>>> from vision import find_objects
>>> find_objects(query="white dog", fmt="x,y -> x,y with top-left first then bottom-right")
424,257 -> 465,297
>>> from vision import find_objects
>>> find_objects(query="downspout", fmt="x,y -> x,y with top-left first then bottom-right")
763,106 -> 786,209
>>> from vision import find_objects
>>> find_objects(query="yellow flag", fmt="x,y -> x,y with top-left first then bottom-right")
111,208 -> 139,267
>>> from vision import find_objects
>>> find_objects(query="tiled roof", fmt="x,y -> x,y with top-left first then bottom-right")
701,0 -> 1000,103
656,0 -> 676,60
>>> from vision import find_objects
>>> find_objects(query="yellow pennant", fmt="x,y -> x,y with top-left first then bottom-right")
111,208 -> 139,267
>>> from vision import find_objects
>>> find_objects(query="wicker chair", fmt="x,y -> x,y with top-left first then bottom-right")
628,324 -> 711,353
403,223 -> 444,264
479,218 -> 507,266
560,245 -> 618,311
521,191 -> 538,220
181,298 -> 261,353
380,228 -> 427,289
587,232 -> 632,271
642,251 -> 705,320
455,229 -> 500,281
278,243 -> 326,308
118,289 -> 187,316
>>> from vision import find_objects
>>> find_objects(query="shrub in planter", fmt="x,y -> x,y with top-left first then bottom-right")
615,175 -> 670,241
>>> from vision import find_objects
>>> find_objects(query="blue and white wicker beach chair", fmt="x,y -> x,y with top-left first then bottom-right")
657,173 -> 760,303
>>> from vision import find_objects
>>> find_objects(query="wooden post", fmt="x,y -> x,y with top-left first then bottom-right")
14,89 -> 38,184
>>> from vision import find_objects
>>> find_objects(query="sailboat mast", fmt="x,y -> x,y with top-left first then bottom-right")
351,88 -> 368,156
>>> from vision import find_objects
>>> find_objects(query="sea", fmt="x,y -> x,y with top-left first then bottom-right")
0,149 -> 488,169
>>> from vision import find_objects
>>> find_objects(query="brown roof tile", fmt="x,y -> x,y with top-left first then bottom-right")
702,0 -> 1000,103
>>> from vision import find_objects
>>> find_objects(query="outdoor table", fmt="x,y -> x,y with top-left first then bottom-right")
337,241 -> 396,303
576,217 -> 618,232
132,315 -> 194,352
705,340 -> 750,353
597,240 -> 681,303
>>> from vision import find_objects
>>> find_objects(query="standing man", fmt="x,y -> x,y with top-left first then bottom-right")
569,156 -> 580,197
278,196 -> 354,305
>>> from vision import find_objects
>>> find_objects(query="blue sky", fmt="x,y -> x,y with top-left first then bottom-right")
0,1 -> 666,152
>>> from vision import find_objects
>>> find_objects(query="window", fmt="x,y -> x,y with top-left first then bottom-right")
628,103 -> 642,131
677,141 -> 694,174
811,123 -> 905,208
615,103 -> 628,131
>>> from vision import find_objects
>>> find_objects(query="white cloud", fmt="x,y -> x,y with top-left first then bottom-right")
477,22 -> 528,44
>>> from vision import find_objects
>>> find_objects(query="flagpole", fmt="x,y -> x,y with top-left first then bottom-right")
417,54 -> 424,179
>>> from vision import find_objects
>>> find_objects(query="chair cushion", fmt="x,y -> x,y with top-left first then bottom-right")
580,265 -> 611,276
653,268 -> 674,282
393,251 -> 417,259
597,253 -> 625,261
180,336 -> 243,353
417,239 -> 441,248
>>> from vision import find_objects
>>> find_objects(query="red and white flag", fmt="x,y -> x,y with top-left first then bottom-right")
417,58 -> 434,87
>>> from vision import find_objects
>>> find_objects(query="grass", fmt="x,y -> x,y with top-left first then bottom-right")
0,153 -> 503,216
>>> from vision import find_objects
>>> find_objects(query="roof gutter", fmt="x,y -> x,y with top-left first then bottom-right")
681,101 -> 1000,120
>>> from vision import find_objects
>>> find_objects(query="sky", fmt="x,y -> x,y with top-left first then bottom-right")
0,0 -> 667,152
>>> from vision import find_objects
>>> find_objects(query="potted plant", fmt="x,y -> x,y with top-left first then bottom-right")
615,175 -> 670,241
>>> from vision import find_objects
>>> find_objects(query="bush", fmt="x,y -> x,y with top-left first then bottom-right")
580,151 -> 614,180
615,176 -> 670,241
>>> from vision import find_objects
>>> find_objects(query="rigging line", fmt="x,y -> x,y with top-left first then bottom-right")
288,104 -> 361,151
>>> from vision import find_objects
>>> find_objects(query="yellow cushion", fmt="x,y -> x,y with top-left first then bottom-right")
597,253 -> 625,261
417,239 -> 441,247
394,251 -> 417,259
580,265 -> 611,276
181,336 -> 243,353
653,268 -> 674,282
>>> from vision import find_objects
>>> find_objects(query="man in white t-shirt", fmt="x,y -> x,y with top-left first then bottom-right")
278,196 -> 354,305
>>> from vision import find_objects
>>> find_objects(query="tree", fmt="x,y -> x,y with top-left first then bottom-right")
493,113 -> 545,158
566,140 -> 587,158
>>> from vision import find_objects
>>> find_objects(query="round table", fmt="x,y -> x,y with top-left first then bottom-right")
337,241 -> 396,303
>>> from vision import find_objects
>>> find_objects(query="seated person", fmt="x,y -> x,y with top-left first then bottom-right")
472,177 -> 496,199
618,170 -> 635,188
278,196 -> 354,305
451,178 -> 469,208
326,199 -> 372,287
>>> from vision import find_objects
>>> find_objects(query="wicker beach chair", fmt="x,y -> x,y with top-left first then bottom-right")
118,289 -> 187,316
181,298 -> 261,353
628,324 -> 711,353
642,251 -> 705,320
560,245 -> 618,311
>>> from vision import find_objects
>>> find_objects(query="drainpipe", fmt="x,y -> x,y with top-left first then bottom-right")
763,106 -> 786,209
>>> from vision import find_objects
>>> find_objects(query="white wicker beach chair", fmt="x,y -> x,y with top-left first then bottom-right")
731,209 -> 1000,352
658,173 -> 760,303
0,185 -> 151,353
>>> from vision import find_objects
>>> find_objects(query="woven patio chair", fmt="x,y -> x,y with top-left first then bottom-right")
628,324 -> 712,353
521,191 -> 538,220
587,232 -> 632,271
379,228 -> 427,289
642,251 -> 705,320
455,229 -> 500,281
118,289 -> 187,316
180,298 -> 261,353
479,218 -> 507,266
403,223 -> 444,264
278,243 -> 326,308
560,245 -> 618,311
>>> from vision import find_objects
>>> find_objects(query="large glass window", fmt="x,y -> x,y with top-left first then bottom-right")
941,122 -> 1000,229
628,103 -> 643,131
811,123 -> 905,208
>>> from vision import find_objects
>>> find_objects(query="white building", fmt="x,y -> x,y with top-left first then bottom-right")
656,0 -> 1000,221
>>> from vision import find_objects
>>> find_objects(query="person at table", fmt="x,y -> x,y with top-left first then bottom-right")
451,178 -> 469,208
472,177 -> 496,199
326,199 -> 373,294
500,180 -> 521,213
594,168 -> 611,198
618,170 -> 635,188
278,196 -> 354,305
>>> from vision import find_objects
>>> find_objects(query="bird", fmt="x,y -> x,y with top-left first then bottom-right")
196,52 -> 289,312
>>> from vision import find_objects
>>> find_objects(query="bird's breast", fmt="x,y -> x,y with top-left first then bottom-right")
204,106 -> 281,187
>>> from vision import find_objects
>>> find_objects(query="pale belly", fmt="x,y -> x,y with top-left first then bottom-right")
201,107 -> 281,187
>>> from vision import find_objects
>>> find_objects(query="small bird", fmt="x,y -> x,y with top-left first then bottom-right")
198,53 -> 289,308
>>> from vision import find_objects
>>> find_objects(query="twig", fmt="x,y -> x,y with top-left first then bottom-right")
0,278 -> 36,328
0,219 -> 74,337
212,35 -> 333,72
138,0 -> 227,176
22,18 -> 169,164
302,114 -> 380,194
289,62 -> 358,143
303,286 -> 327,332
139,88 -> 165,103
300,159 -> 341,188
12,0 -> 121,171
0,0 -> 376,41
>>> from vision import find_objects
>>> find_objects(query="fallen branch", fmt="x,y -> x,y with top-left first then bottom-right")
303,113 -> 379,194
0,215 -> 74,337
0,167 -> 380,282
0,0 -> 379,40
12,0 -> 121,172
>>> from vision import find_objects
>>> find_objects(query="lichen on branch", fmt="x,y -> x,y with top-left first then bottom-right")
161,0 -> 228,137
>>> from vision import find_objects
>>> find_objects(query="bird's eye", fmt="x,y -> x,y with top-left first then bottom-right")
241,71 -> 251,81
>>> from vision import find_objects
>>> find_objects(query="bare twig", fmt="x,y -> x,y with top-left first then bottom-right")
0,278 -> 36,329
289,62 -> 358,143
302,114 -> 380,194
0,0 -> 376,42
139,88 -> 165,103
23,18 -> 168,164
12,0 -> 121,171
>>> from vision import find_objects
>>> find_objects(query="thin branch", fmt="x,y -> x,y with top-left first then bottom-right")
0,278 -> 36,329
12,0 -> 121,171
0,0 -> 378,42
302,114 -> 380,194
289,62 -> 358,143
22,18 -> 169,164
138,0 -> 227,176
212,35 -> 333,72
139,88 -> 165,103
-=-=-
→ **WHAT IS REQUIRED**: Express every line from the first line of the items through the line containing "424,257 -> 465,297" as a JSON list of strings, one string per line, leaving out any blank lines.

→ **RESULT**:
[
  ">>> from vision import find_objects",
  ">>> find_objects(query=\"white dog\", fmt=\"x,y -> x,y with top-left first then bottom-right\")",
  "424,257 -> 465,297"
]